------ Data provided

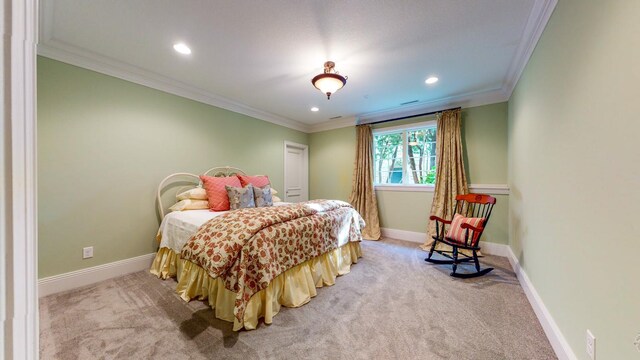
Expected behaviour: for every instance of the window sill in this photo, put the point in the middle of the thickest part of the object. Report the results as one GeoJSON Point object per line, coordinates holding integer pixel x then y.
{"type": "Point", "coordinates": [400, 187]}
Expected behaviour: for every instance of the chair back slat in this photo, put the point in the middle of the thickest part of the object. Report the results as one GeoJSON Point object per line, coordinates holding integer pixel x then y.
{"type": "Point", "coordinates": [475, 205]}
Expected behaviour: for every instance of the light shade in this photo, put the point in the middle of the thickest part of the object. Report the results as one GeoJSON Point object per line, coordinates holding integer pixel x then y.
{"type": "Point", "coordinates": [329, 82]}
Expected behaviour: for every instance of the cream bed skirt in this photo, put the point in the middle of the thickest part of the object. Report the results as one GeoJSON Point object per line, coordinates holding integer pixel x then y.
{"type": "Point", "coordinates": [293, 288]}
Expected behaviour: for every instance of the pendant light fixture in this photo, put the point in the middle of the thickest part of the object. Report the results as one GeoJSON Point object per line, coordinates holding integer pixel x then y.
{"type": "Point", "coordinates": [330, 81]}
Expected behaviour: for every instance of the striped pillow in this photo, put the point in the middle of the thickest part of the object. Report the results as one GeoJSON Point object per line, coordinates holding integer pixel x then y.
{"type": "Point", "coordinates": [256, 181]}
{"type": "Point", "coordinates": [456, 232]}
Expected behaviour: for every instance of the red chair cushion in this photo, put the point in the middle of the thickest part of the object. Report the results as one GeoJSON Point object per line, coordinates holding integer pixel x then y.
{"type": "Point", "coordinates": [456, 232]}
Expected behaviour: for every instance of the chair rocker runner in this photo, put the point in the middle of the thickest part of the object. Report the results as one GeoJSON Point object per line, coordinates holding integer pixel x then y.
{"type": "Point", "coordinates": [464, 233]}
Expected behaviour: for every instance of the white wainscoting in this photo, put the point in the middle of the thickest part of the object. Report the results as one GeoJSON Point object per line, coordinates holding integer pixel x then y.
{"type": "Point", "coordinates": [75, 279]}
{"type": "Point", "coordinates": [551, 329]}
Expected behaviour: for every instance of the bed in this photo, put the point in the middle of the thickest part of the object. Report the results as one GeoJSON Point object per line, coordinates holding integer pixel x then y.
{"type": "Point", "coordinates": [247, 263]}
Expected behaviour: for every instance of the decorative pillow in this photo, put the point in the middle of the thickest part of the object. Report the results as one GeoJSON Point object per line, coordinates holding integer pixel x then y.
{"type": "Point", "coordinates": [256, 181]}
{"type": "Point", "coordinates": [263, 196]}
{"type": "Point", "coordinates": [240, 198]}
{"type": "Point", "coordinates": [456, 232]}
{"type": "Point", "coordinates": [195, 194]}
{"type": "Point", "coordinates": [190, 204]}
{"type": "Point", "coordinates": [216, 192]}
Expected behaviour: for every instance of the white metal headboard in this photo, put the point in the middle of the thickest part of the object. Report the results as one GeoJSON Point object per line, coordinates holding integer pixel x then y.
{"type": "Point", "coordinates": [219, 171]}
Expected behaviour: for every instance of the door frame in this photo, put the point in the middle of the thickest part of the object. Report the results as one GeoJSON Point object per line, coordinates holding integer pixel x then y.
{"type": "Point", "coordinates": [18, 208]}
{"type": "Point", "coordinates": [305, 167]}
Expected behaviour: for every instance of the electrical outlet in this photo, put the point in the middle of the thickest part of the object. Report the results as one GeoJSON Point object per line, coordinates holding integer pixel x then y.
{"type": "Point", "coordinates": [591, 345]}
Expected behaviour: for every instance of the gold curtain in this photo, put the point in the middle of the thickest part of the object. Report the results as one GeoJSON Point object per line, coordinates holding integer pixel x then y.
{"type": "Point", "coordinates": [451, 180]}
{"type": "Point", "coordinates": [363, 196]}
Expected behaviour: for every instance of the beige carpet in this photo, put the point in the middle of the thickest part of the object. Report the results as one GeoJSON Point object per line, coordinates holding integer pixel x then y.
{"type": "Point", "coordinates": [393, 305]}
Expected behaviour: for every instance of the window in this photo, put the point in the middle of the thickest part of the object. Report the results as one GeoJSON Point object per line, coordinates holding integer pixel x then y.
{"type": "Point", "coordinates": [405, 155]}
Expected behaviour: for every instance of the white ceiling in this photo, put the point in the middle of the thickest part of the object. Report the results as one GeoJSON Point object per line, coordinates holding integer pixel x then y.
{"type": "Point", "coordinates": [258, 57]}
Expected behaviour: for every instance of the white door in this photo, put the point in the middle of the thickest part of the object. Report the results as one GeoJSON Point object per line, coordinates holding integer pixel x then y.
{"type": "Point", "coordinates": [296, 172]}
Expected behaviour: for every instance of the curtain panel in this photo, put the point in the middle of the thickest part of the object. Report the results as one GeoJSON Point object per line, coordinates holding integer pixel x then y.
{"type": "Point", "coordinates": [451, 179]}
{"type": "Point", "coordinates": [363, 196]}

------------

**Exercise goal:** Output the line that contains "Expected behaviour: for every instance of the window in", followed by every later line in the listing, with no line omitted and none added.

**Final result:**
Expected behaviour: for every instance of the window in this photo, put the point in the middle of the thickest part of the object. Report the results as one GeoJSON Point object per line, coordinates holding integer pixel x then y.
{"type": "Point", "coordinates": [405, 155]}
Expected behaviour: for every instance of the white ceiling in this photo, put the point in the middle of the thickest part of the object. Report the results as one GeoJSON Point object per line, coordinates holding integer pixel x then y.
{"type": "Point", "coordinates": [258, 57]}
Expected behaviour: for every instance of the white door in this photo, put the point in the middle of the thickest part of the object. Report the results as one GeoJSON Point object per line, coordinates holding integer pixel x then y.
{"type": "Point", "coordinates": [296, 172]}
Expected behaviour: for every instance of the curtain panel in this photo, put the point in the middle of the thickest part of the object. Report the results as one GeoJSON Point object per line, coordinates holding integer pixel x then y.
{"type": "Point", "coordinates": [451, 179]}
{"type": "Point", "coordinates": [363, 196]}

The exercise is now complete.